_Records from a data collection:_
■ ■ ■
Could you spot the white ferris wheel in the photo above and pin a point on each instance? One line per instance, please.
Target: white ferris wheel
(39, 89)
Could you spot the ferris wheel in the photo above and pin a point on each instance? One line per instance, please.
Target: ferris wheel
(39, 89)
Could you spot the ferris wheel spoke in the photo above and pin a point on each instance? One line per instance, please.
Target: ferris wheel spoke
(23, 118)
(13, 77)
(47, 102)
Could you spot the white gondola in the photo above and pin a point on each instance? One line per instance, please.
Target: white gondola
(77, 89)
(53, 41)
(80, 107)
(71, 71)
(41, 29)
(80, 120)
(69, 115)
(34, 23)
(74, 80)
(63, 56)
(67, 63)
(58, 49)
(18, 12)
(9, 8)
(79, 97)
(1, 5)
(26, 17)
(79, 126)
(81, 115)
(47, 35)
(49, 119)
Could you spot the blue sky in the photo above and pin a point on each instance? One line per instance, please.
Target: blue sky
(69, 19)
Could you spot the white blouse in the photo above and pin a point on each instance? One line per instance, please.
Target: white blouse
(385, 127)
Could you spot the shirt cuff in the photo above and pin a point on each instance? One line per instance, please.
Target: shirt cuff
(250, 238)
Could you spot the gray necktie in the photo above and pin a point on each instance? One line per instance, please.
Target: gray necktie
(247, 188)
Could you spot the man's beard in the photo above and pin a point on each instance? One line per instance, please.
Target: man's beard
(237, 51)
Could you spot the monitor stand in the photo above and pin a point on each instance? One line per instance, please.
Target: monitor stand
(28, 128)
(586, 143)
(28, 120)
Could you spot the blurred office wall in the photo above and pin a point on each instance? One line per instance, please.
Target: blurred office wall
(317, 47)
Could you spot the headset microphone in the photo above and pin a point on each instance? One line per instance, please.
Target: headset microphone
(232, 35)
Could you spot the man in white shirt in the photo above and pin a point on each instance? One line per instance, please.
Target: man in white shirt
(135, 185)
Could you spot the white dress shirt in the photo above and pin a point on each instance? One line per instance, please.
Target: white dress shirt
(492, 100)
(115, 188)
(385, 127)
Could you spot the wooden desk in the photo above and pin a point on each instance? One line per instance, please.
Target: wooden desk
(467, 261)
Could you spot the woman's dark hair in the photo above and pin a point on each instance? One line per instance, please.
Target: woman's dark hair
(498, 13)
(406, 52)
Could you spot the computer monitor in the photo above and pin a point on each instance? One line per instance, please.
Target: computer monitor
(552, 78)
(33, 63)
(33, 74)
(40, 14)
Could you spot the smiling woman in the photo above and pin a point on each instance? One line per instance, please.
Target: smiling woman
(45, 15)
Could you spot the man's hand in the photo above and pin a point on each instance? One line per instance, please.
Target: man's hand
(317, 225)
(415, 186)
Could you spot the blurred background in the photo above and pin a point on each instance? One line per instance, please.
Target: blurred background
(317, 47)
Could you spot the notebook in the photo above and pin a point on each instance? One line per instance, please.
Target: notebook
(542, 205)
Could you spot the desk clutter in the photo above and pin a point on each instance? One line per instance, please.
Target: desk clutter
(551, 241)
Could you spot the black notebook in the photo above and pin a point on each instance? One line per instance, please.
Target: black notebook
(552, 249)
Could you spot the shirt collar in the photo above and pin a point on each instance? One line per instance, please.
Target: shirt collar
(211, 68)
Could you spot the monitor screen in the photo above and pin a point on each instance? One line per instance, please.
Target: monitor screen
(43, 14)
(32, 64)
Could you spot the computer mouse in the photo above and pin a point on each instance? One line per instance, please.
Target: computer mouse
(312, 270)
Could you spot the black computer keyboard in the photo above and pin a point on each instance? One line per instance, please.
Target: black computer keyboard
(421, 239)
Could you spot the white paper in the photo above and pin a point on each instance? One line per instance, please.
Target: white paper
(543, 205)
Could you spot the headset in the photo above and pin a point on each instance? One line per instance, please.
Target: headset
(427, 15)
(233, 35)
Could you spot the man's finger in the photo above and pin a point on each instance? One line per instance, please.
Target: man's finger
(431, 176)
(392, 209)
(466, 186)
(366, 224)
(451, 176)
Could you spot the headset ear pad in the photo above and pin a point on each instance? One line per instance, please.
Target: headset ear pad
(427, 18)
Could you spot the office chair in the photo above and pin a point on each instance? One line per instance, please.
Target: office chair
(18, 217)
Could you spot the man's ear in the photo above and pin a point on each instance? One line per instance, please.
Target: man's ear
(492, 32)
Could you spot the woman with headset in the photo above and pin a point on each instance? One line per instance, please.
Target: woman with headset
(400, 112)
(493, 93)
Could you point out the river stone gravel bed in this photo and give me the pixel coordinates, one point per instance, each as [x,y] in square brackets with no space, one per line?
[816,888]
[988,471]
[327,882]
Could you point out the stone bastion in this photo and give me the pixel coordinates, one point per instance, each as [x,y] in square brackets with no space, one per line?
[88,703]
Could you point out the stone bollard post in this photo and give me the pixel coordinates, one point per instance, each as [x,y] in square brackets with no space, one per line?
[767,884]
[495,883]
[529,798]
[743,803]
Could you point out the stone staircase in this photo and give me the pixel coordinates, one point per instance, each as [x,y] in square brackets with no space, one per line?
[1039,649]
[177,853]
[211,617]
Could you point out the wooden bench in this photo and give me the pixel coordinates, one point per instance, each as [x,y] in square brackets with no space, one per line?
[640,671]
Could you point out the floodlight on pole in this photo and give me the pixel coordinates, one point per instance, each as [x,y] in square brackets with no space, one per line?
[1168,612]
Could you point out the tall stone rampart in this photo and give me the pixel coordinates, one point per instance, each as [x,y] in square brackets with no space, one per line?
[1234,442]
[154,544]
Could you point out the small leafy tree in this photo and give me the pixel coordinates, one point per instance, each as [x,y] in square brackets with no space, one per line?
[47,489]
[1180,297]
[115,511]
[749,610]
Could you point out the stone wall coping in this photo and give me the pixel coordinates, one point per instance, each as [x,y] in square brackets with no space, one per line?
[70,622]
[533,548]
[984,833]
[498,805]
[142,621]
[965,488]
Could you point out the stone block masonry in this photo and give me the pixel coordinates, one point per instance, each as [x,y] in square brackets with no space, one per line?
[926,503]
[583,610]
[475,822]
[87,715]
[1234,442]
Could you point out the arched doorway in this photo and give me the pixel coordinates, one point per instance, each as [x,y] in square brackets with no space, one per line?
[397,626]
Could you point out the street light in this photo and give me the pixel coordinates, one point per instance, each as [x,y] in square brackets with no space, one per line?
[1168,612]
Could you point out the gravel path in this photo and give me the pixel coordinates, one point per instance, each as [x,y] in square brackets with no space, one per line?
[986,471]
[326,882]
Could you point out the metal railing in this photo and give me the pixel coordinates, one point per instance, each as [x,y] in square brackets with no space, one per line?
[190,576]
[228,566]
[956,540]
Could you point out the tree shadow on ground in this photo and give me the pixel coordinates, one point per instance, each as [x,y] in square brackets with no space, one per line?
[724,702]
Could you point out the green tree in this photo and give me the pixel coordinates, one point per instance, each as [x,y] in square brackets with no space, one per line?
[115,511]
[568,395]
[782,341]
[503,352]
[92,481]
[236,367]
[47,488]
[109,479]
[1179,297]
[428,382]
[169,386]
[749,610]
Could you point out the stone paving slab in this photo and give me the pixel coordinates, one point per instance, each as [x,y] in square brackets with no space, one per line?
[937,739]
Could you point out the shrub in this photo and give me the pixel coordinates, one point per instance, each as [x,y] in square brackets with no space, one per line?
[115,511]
■ ■ ■
Extract all of the data above and output it character for character.

_Correct answer:_
Could you spot the white ferris wheel in the photo above and pin a point on each instance? One line per instance, please.
Target: white ferris wheel
(39, 89)
Could you spot the ferris wheel in the photo above and pin a point on each instance? One line per instance, please.
Target: ferris wheel
(39, 89)
Could you spot the ferris wheel spoke in the photo above and pin a point on each instance? One line per instance, please.
Target: ferris wheel spoke
(23, 118)
(13, 77)
(47, 102)
Could you spot the white gondola in the photo above and pin a point on each instance? One line per instance, please.
Target: white gondola
(77, 89)
(53, 41)
(80, 107)
(71, 71)
(41, 29)
(80, 120)
(69, 115)
(34, 23)
(74, 80)
(63, 56)
(67, 63)
(58, 49)
(18, 12)
(9, 8)
(79, 97)
(1, 5)
(26, 17)
(79, 126)
(81, 115)
(47, 35)
(49, 119)
Could you spot the blue sky in the photo above and pin a point on each instance? One line per instance, please.
Target: blue sky
(69, 19)
Could you spot the white blouse in the photo above and pin a point on each instance? One line per instance, please.
Target: white blouse
(385, 127)
Could you spot the shirt cuff in the photo above and pin a point on each instance? One line per instance, please.
Target: shirt cuff
(250, 238)
Could you spot the gray necktie in the photo above and pin a point on each instance? One line per instance, please.
Target: gray necktie
(247, 188)
Could you spot the man's beard in the photo above and pin a point on each instance? One line per instance, please.
Target: man's beard
(237, 51)
Could you spot the monitor stand in the photo above and pin a point on each instance? One line per instance, please.
Target: monitor stand
(28, 128)
(586, 143)
(28, 120)
Could you spot the blurred office wall in the photo above and pin a point on each instance? One line per instance, please.
Target: blurred office wall
(317, 47)
Could you spot the headset microphone in the photo above and pin a point on each instance? One line per instance, please.
Target: headset microphone
(232, 35)
Could you spot the man in white shirt in the photo above and pin a point on each instance? One line per instance, please.
Target: man in white shirt
(135, 185)
Could you spot the white dress shirt in the photo above and pin a point on each instance? One line per instance, please.
Target: white dress shirt
(492, 100)
(115, 188)
(385, 127)
Could you spot the wooden desk in the photo above and pin a point on each instance? One line per instance, please.
Target: wooden desk
(467, 261)
Could you spot the woman's dark hair in the photo above and pin a point on each instance? One line per instance, please.
Target: woman's dark hair
(498, 13)
(406, 52)
Could you spot the computer monitor in the photo above and pin a point on each instance? One line per instance, please.
Target: computer monitor
(552, 78)
(33, 63)
(33, 74)
(40, 14)
Could you spot the smiling woman in the photo above and pin a point on each instance? One line per instance, please.
Target: smiling woman
(45, 15)
Could you spot the man's hand in the photo above and pin a point on each instance? One line per instance, please.
Target: man's hand
(317, 225)
(415, 186)
Could you spot the blurred background in the photo above and pin a point on each instance? One line per instance, please.
Target: blurred background
(317, 47)
Could you spot the notebook in the photo above and pin a point on each instance? One line per instance, please.
Target: notebook
(542, 205)
Could you spot the desk clutter in the photo above and pin a point on each instance? One line per instance, please.
Target: desk clutter
(551, 241)
Could you spot the black notebook in the photo above and pin a point on each instance? One line per instance, please.
Target: black notebook
(552, 249)
Could you spot the shirt collar in the photo above and pin a point on each instance? One line per instance, please.
Target: shirt collar
(211, 68)
Could you spot the monitor screen in the photo above and pin a point on each instance? One line per instance, please.
Target: monitor screen
(43, 14)
(32, 64)
Could you spot the computer mouse in the photo above and pin a point on each instance? One line per instance, please.
Target: computer mouse
(312, 270)
Could you spot the black computer keyboard in the photo above and pin a point on each instance? One line per instance, please.
Target: black computer keyboard
(421, 239)
Could you spot the white paper in the photo above and pin a point on each instance? One line per instance, please.
Target: white paper
(543, 205)
Could you spot the headset in the photo above and pin a point on each instance? One line per instance, please.
Target: headset
(427, 15)
(233, 35)
Could you spot the man's finger in the photo above and pin a point on each instance? One line per instance, please.
Target: man's finger
(431, 176)
(392, 209)
(466, 186)
(366, 224)
(451, 176)
Could you spot the headset ear pad in the photo above and pin a point on each instance? One line per instance, please.
Target: headset ear pad
(427, 18)
Could you spot the office chair in the photo above and pin a point on each instance? One line per instance, please.
Target: office chair
(18, 217)
Could you spot the man's ear in the photo above and pin a point on each instance? One line per instance, please.
Target: man's ear
(492, 32)
Could you spot the woman with headset in the photo above and pin a point on each instance? One line per instance, please.
Target: woman with headset
(400, 112)
(493, 93)
Could you point out the river stone gravel bed in this photo and give me the pixel coordinates, one point per instance, each as [x,y] in square brackets with no space, one per line?
[816,888]
[988,471]
[327,882]
Could you point out the stone bastion in this photo and give me the pixel coordinates, one point per instance, each as [x,y] in square brackets with no space, one per line?
[88,703]
Could you point out the stone bollard post in this photo and give me the pixel coordinates, one point per instance, each as [x,y] in square brackets with no space, one per line?
[767,884]
[495,883]
[529,798]
[743,803]
Could you point out the stone staircase in this photo and give me the pixel coordinates, one point per instance, each as [x,y] in square brackets with no space, one per line?
[1039,649]
[177,853]
[211,617]
Could you point out the wooden bench in this photo and give me the pixel coordinates, one point per instance, each as [x,y] in square brackets with no space, one per line?
[640,671]
Could you point out the floodlight on pole in this photo and give me the pixel coordinates, one point per instance, each as [x,y] in square brackets with no space, one per line?
[1168,612]
Could you point out the tall stone rampart in this photo and give me the pixel coordinates, one point per instance, each as [x,y] in square brackets with no space, one per line?
[1234,442]
[154,544]
Could you point out the small leafy tree in this photo and give me the pixel coordinates, one point per instance, each as [x,y] in square brackets with no space, one per line?
[47,489]
[1180,297]
[115,511]
[749,610]
Could you point out the stone wall coping in this photo and give me the pixel coordinates, one point per instance, each as [x,y] in square brackets with no space, one per line?
[70,622]
[533,548]
[984,833]
[498,805]
[142,621]
[965,488]
Could you point out the stone block masonry in this photo and give me the pixel coordinates, one point per instance, each as [x,y] in square brackets with no space, one per line?
[926,503]
[583,610]
[475,822]
[87,715]
[1234,442]
Could you point out the arched doorway in this photo and give me the pixel coordinates, one point per instance, each as [x,y] in square brackets with no space, one per line?
[397,626]
Could you point out the street light in this photo and give me the pixel coordinates, one point per instance, each as [x,y] in square brackets with no space, one per line?
[1168,612]
Could you point out the gravel path in this photo and give me the pixel coordinates, one point per instance, each as [x,y] in square brackets with no space, one per line?
[986,471]
[326,882]
Could you point out the metal railing in this photo and give me the pixel coordinates, one point per instance, each as [x,y] in square brackets with no space, one per line?
[190,576]
[228,566]
[956,540]
Could you point out the tree shadow on ground in this photo and give me the pixel coordinates, one point per instance, each as [x,y] in square brackets with no space, one per line?
[724,702]
Could you point out the green tree in this photo and give me the pixel coordinates, one point per instance, each as [x,y] in square brackets with no space, one per line?
[115,511]
[568,395]
[782,341]
[503,352]
[92,481]
[236,367]
[47,488]
[109,479]
[1179,297]
[428,382]
[169,386]
[749,610]
Could you point out the stone paving slab in this photo and give me the pixel coordinates, one point per instance, each as [x,y] in square brackets with no space, one per line?
[937,739]
Could you point out the shrub in this photo and give me the pixel coordinates, one point per instance, each as [x,y] in square brackets with no space, one per line?
[115,511]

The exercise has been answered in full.